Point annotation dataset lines
START
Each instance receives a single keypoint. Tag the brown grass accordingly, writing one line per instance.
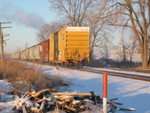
(24, 78)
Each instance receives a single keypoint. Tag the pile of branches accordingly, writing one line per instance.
(50, 100)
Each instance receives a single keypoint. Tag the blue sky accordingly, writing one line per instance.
(27, 16)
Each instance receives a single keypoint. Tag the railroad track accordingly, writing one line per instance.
(118, 74)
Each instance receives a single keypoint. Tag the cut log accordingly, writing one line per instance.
(64, 98)
(43, 92)
(128, 109)
(24, 109)
(72, 94)
(42, 105)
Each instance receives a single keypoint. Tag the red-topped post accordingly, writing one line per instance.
(105, 93)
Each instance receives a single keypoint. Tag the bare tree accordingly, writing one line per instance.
(135, 15)
(75, 11)
(43, 33)
(122, 49)
(18, 49)
(105, 45)
(132, 47)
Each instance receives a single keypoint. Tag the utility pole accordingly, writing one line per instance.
(2, 40)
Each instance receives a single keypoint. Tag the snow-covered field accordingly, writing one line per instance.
(132, 93)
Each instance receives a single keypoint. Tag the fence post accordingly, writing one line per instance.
(104, 92)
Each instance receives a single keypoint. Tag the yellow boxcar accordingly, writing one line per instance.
(70, 45)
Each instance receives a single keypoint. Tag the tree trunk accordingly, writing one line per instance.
(145, 54)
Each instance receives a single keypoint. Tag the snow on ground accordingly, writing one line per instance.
(132, 93)
(6, 100)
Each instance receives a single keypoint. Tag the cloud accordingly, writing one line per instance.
(19, 16)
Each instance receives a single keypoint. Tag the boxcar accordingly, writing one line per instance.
(44, 48)
(36, 52)
(70, 45)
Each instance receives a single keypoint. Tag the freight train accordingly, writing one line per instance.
(67, 46)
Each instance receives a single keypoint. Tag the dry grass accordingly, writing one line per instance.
(25, 79)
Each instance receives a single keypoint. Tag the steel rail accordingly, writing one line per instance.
(121, 74)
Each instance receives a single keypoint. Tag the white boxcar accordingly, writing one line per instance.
(36, 52)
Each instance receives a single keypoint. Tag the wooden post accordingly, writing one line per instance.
(105, 93)
(1, 45)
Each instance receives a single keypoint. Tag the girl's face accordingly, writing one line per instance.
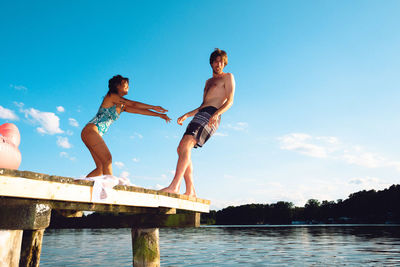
(123, 88)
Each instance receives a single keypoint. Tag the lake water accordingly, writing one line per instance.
(314, 245)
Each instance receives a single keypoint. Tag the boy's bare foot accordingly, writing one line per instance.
(190, 194)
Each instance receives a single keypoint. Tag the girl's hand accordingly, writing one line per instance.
(182, 119)
(165, 117)
(160, 109)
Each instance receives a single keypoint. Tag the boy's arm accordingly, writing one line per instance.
(193, 112)
(230, 91)
(139, 105)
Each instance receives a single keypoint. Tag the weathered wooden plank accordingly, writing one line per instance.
(69, 191)
(68, 180)
(24, 217)
(77, 206)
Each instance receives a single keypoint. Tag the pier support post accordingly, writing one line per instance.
(23, 227)
(145, 247)
(10, 247)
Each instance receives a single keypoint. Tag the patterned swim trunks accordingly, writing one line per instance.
(199, 128)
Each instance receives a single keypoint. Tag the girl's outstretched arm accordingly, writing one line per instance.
(147, 112)
(140, 105)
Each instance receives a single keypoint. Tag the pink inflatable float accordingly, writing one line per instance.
(10, 157)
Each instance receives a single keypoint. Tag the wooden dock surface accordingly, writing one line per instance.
(31, 185)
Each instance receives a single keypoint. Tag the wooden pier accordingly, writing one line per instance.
(27, 199)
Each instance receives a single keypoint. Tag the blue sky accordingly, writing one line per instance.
(316, 105)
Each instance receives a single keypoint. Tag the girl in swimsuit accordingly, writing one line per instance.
(112, 106)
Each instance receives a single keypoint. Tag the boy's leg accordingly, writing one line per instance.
(188, 175)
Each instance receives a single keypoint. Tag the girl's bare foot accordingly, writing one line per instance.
(169, 190)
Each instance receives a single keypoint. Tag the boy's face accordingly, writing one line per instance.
(123, 88)
(218, 65)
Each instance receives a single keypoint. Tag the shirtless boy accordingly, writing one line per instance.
(217, 98)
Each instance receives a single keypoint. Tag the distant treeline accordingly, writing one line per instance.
(360, 207)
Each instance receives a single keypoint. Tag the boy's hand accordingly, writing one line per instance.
(182, 119)
(213, 120)
(160, 109)
(165, 117)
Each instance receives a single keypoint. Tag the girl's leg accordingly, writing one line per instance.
(98, 171)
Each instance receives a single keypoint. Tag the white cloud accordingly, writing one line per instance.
(67, 156)
(220, 134)
(332, 148)
(158, 187)
(239, 126)
(49, 123)
(7, 114)
(18, 87)
(119, 164)
(136, 135)
(124, 174)
(301, 143)
(73, 122)
(63, 142)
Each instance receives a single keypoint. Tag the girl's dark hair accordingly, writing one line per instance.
(219, 53)
(114, 82)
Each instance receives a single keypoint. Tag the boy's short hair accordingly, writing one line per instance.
(219, 53)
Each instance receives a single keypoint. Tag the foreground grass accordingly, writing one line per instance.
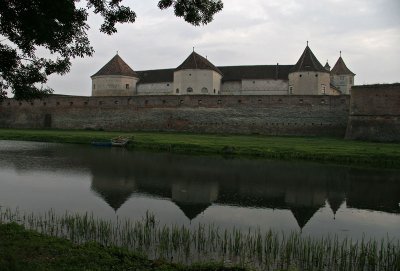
(323, 149)
(22, 249)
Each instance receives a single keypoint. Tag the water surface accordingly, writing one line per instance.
(316, 199)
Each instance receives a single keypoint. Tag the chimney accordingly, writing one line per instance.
(277, 71)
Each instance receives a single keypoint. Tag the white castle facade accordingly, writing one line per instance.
(197, 75)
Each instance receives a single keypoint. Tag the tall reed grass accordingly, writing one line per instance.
(262, 250)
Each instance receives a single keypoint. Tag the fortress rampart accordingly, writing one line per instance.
(239, 114)
(375, 113)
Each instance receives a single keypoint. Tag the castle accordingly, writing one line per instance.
(198, 76)
(305, 99)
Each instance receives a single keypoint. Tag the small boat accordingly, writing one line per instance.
(101, 143)
(119, 141)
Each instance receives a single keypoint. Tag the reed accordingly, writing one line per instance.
(256, 249)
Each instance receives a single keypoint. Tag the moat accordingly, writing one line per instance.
(316, 199)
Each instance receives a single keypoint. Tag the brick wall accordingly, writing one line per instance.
(269, 115)
(375, 113)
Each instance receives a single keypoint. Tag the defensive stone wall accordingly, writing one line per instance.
(268, 115)
(375, 113)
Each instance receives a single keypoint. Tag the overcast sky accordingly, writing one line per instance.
(251, 32)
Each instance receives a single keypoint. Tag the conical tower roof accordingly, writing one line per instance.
(303, 214)
(340, 68)
(196, 61)
(192, 210)
(116, 66)
(308, 62)
(327, 66)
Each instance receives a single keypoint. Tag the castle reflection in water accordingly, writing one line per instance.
(194, 183)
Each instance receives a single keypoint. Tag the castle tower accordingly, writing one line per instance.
(308, 76)
(327, 66)
(341, 76)
(116, 78)
(197, 75)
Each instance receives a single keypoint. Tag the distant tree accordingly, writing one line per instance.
(60, 27)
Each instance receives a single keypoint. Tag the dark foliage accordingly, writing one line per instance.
(60, 27)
END
◆ **Written problem**:
Lay out the lines from the one containing "Each instance receives a single keypoint. Tag the reed" through the last line, inclusive, as a Markdown table with the columns No. and Line. Number each row and leave out blank lines.

◆ **Output of the exercise**:
| No. | Line |
|---|---|
| 1 | Each instance receives a single keypoint. Tag the reed accordingly, writing one line per instance. |
| 2 | (256, 249) |
| 3 | Each instance receives a single keypoint. Tag the moat accordingly, writing one line per instance. |
| 4 | (316, 199) |
| 5 | Each instance receives a single keypoint. Tag the brick wall accordingly, writing one line per instance. |
| 6 | (269, 115) |
| 7 | (375, 113) |
| 8 | Each instance receives a single keypoint. Tag the defensive stone wall accordingly, writing one line per instance. |
| 9 | (268, 115) |
| 10 | (375, 113) |
| 11 | Each instance receives a single keypoint. Tag the overcast sky accordingly, writing one line per instance. |
| 12 | (251, 32) |
| 13 | Each instance receives a single keypoint. Tag the conical tower roof accordingly, writing one line per instance. |
| 14 | (303, 214) |
| 15 | (340, 68) |
| 16 | (196, 61) |
| 17 | (192, 210) |
| 18 | (116, 66) |
| 19 | (308, 62) |
| 20 | (327, 66) |
| 21 | Each instance receives a single keypoint. Tag the castle reflection in water accordingly, writing one line per instance. |
| 22 | (194, 183) |
| 23 | Each instance receives a single keypoint. Tag the castle tower accordingly, writing one line per instance. |
| 24 | (308, 76) |
| 25 | (327, 66) |
| 26 | (341, 76) |
| 27 | (116, 78) |
| 28 | (197, 75) |
| 29 | Each instance receives a single keypoint. Tag the distant tree accordingly, writing one line per instance. |
| 30 | (60, 27) |
| 31 | Each instance receives a single keypoint. Tag the dark foliage accordingly, writing one line per instance. |
| 32 | (60, 27) |